» The task:
The answer must consist of every line below containing "this".

» Data records:
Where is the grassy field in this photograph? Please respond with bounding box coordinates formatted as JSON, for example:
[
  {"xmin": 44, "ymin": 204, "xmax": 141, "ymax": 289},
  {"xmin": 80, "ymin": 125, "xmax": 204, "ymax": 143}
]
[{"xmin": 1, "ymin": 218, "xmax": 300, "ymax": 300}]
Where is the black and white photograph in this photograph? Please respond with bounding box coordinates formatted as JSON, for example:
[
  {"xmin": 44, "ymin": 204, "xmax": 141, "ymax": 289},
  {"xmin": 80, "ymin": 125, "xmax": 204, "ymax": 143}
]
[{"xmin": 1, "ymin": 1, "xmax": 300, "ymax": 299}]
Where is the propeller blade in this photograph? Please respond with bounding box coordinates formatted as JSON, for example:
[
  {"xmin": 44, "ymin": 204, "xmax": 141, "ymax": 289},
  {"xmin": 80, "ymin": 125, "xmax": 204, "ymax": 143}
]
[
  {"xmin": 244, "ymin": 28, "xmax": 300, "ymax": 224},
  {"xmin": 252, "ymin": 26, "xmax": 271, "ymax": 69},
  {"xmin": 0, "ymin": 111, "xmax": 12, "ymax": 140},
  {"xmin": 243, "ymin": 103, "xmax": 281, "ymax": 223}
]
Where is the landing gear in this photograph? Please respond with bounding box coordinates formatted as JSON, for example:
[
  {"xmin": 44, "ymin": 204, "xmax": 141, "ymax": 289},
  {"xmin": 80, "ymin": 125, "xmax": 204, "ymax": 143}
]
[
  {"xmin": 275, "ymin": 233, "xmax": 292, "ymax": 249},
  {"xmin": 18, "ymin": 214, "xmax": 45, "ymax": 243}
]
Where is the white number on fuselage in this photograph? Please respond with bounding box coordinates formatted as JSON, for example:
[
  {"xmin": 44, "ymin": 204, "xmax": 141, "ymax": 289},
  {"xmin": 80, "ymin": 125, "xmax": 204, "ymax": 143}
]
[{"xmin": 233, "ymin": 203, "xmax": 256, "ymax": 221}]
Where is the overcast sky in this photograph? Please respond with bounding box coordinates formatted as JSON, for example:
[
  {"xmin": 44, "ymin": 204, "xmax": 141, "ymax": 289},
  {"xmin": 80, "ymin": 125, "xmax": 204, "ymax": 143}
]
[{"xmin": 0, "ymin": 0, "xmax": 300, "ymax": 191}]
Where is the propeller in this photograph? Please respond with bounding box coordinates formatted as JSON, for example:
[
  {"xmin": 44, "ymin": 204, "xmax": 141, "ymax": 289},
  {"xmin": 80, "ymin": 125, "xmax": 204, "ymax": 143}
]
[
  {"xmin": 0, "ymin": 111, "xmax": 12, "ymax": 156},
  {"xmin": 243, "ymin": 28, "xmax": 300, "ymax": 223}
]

» Answer area:
Where is the grassy field in this photograph? Please respond with bounding box coordinates formatted as JSON, for example:
Where is the black and white photograph in this photograph? Please respond with bounding box coordinates formatted as JSON, for example:
Where is the propeller blade in this photograph? Please respond with bounding box coordinates formatted as JSON, for example:
Where is the landing gear in this photograph? Please respond with bounding box coordinates formatted as JSON, for example:
Where is the white number on fuselage in this photograph? Please respond with bounding box coordinates formatted as JSON, for example:
Where is the overcast sky in this photograph? Please respond with bounding box coordinates formatted as JSON, for example:
Where is the propeller in this photograph? Please respond with bounding box coordinates formatted as JSON, for example:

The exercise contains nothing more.